— start Listed records —

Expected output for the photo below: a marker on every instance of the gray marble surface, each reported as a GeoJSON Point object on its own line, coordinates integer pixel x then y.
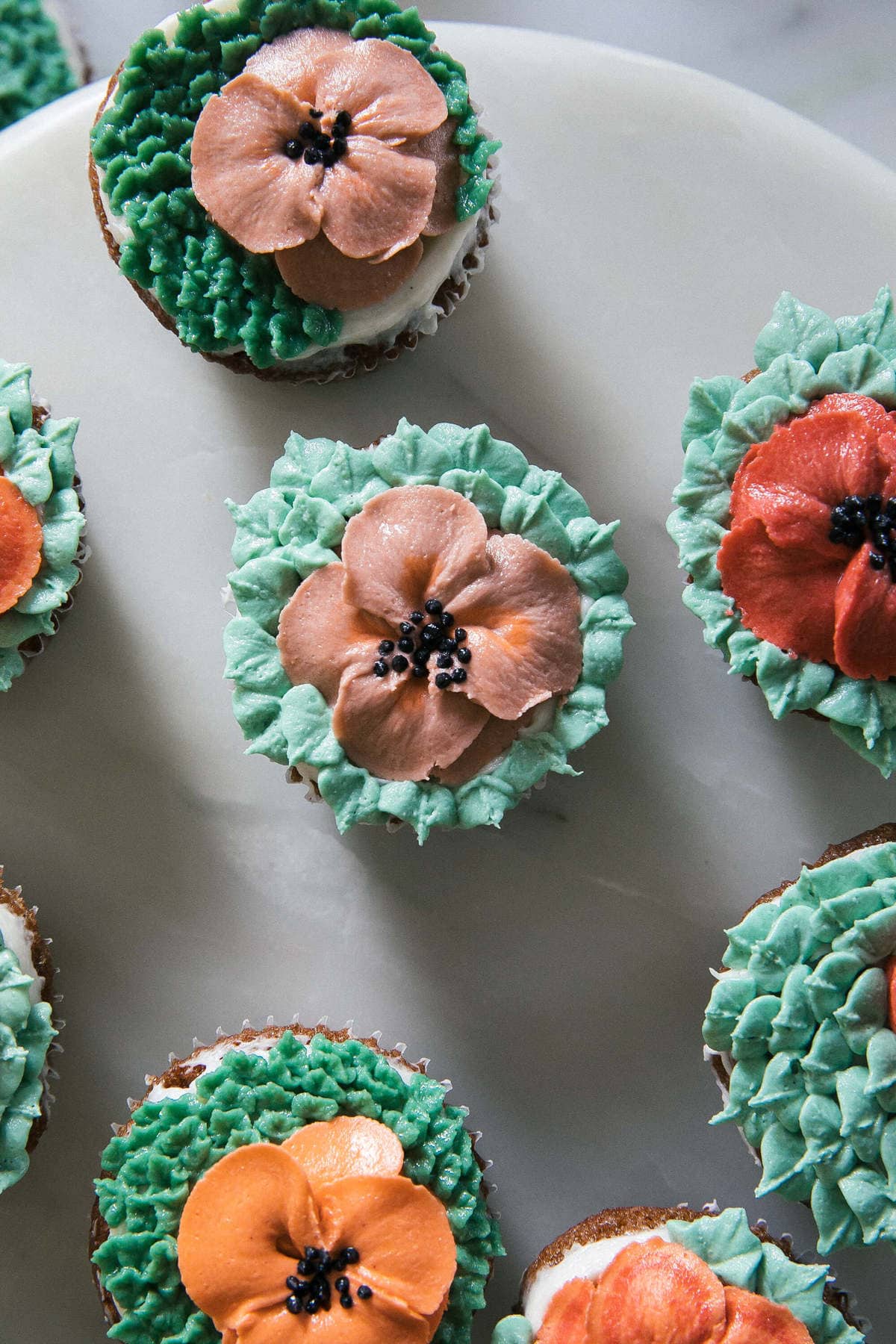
{"type": "Point", "coordinates": [825, 60]}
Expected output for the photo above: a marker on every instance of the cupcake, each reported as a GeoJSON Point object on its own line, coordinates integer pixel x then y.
{"type": "Point", "coordinates": [800, 1031]}
{"type": "Point", "coordinates": [426, 628]}
{"type": "Point", "coordinates": [786, 519]}
{"type": "Point", "coordinates": [40, 58]}
{"type": "Point", "coordinates": [287, 1174]}
{"type": "Point", "coordinates": [297, 191]}
{"type": "Point", "coordinates": [637, 1275]}
{"type": "Point", "coordinates": [26, 1035]}
{"type": "Point", "coordinates": [40, 522]}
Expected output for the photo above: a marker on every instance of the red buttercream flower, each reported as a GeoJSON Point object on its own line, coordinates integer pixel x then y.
{"type": "Point", "coordinates": [519, 608]}
{"type": "Point", "coordinates": [656, 1292]}
{"type": "Point", "coordinates": [810, 558]}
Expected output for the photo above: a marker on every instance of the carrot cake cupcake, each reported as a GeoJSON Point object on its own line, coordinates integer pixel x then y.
{"type": "Point", "coordinates": [296, 190]}
{"type": "Point", "coordinates": [40, 522]}
{"type": "Point", "coordinates": [801, 1033]}
{"type": "Point", "coordinates": [673, 1275]}
{"type": "Point", "coordinates": [287, 1183]}
{"type": "Point", "coordinates": [26, 1034]}
{"type": "Point", "coordinates": [786, 519]}
{"type": "Point", "coordinates": [426, 628]}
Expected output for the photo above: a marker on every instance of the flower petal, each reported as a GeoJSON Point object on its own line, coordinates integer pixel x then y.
{"type": "Point", "coordinates": [440, 147]}
{"type": "Point", "coordinates": [320, 275]}
{"type": "Point", "coordinates": [492, 742]}
{"type": "Point", "coordinates": [20, 544]}
{"type": "Point", "coordinates": [385, 89]}
{"type": "Point", "coordinates": [320, 633]}
{"type": "Point", "coordinates": [408, 544]}
{"type": "Point", "coordinates": [865, 620]}
{"type": "Point", "coordinates": [294, 62]}
{"type": "Point", "coordinates": [402, 727]}
{"type": "Point", "coordinates": [786, 596]}
{"type": "Point", "coordinates": [373, 1322]}
{"type": "Point", "coordinates": [237, 1225]}
{"type": "Point", "coordinates": [657, 1293]}
{"type": "Point", "coordinates": [349, 1145]}
{"type": "Point", "coordinates": [402, 1233]}
{"type": "Point", "coordinates": [240, 175]}
{"type": "Point", "coordinates": [755, 1320]}
{"type": "Point", "coordinates": [376, 201]}
{"type": "Point", "coordinates": [523, 628]}
{"type": "Point", "coordinates": [809, 465]}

— end Listed records —

**Instructions to follow:** Locate every line in the records above that contains the word "object" and copy each of those lines in full. Case counts, so match the word's capitalization exactly.

**Result of this exercise:**
Expected output for the photo below: a marker on every instance of the gray marble surface, each reported as a GeoJSON Point object on its own line, coordinates integer pixel x then y.
Expected output for the photo above: a marker on every instance of the cupcake, each reported as a GeoJSON Point object on its own line, coordinates integer pixel x then y.
Expected output for the photo above: a marker on every instance of the red buttercream flower, each reported as a GeoJSON Point object on its own line, coordinates integer pixel x then y.
Expected output for the photo above: a marker on every instance of the carrot cake cupcake, each reported as a GeoJSON Point object on its own line, coordinates integer pixel x then y.
Expected output for the photo above: a marker on every instance of the flower petal, each reported as a GeoJSON Point object on its own line, coordinates integer pixel x then y.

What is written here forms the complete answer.